↓↓↓

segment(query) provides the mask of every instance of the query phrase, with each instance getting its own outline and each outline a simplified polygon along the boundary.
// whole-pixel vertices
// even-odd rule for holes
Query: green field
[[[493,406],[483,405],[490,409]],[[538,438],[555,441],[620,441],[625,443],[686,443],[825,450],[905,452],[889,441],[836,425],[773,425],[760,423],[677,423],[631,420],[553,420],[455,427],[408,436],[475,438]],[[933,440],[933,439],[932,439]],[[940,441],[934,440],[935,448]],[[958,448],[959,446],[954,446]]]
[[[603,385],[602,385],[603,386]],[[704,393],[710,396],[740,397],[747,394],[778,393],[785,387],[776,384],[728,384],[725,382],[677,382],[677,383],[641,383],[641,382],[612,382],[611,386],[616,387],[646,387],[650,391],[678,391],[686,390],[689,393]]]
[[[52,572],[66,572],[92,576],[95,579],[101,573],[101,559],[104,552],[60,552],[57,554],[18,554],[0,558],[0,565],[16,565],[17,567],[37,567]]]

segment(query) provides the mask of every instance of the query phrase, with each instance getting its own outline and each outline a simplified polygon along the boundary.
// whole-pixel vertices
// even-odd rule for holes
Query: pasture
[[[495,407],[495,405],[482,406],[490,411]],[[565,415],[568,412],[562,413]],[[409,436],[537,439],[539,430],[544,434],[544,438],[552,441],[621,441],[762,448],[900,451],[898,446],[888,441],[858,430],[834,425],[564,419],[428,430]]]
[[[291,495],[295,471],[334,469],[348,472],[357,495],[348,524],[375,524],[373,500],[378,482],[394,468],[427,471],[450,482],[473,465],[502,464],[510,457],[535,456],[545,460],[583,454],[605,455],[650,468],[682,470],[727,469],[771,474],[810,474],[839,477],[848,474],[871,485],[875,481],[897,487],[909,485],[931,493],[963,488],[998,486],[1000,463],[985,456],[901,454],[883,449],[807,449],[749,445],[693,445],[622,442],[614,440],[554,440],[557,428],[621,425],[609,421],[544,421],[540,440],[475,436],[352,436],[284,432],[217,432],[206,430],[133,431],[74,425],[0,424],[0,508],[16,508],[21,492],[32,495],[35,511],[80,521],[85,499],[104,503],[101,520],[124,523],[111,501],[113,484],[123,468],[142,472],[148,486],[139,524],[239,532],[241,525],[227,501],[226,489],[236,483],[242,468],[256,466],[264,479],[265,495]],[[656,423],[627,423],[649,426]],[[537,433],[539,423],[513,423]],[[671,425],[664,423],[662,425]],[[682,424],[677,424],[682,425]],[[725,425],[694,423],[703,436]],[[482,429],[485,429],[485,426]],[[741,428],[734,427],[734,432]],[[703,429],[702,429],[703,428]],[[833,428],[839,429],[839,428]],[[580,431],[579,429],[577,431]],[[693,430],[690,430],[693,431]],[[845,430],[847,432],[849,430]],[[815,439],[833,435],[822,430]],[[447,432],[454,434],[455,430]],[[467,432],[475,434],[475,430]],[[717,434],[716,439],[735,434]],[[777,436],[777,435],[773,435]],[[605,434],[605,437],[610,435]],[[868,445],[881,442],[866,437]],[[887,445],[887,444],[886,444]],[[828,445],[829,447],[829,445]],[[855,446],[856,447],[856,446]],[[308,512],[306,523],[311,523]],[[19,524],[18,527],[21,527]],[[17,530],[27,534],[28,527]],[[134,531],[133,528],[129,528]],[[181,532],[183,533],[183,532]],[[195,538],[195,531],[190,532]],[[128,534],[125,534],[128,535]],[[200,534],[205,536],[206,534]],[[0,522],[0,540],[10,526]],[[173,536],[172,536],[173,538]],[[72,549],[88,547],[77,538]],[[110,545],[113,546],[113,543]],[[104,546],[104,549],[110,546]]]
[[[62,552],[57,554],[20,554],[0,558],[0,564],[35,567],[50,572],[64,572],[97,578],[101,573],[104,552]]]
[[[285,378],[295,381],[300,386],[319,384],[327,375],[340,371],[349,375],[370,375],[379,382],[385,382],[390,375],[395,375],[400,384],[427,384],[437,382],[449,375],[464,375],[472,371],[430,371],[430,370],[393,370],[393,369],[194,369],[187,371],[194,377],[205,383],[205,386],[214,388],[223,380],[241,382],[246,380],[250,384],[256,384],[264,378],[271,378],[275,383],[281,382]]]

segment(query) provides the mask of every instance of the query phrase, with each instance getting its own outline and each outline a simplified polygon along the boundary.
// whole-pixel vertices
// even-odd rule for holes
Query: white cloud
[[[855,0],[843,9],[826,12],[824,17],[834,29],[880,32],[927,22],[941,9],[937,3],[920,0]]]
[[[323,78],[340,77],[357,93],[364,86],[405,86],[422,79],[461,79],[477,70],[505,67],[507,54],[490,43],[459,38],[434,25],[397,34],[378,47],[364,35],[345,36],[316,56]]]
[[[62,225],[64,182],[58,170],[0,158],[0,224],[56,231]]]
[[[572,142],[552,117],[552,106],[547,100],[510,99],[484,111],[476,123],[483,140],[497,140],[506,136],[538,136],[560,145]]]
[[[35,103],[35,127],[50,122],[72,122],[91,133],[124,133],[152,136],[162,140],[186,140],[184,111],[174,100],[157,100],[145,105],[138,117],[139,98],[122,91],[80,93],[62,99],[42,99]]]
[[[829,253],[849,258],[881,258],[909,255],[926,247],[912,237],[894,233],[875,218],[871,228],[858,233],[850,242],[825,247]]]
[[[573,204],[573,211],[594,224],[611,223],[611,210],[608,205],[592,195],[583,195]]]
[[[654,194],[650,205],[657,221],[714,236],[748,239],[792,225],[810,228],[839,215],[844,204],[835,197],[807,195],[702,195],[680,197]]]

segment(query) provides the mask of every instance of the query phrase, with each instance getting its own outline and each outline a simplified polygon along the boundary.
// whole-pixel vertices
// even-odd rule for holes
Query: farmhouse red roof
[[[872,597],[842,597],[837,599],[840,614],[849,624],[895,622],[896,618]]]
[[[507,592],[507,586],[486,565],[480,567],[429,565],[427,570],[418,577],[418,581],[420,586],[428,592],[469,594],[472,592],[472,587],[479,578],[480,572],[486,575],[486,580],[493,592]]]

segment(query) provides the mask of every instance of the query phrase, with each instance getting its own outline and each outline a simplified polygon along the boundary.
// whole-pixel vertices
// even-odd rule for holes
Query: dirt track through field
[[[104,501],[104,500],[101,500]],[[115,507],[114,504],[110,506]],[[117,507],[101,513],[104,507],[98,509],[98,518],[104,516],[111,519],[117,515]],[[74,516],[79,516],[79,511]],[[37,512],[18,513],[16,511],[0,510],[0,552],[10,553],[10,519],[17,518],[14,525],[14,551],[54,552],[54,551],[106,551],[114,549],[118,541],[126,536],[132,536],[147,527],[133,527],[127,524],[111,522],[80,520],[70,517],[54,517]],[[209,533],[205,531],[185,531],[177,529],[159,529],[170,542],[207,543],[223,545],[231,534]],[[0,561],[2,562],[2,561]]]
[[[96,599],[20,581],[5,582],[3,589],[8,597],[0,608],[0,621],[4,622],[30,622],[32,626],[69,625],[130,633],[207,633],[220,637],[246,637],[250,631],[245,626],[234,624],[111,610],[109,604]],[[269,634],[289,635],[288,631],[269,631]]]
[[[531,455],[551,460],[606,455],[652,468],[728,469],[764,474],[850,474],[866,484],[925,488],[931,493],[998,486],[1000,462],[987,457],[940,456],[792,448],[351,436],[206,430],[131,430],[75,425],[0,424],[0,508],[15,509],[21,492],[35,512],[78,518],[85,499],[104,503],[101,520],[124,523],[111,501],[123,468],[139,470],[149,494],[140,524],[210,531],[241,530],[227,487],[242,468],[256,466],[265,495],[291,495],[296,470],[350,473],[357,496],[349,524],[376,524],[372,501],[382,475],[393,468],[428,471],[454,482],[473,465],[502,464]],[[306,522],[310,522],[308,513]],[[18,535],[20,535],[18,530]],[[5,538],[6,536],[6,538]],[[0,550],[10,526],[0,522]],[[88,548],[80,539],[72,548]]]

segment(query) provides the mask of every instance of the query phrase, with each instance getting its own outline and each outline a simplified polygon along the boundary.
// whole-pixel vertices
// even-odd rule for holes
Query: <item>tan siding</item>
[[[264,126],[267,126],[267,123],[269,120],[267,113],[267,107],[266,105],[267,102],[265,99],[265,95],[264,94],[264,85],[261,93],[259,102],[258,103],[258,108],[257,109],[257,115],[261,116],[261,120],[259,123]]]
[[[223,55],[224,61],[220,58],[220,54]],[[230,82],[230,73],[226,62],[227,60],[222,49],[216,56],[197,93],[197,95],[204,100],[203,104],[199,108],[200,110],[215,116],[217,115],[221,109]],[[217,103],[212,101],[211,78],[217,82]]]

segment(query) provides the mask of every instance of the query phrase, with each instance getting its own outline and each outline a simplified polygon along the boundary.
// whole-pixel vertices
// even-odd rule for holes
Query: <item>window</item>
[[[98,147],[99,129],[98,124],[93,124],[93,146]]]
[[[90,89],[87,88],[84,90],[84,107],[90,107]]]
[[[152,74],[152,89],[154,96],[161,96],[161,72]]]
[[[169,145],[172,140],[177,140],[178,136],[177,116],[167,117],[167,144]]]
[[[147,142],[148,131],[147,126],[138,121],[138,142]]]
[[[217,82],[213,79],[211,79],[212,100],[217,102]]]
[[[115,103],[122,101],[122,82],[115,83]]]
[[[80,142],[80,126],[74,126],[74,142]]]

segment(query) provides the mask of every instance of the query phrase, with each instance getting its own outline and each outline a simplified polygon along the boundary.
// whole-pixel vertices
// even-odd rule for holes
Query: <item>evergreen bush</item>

↑↑↑

Copy out the records from the start through the line containing "Query: green field", including both ends.

◆ **RESULT OF THE TASK**:
segment(query) provides the mask of every instance of the query phrase, with each instance getting its own outline and each outline a simplified polygon along the boundary.
// whole-pixel vertices
// even-odd rule for holes
Query: green field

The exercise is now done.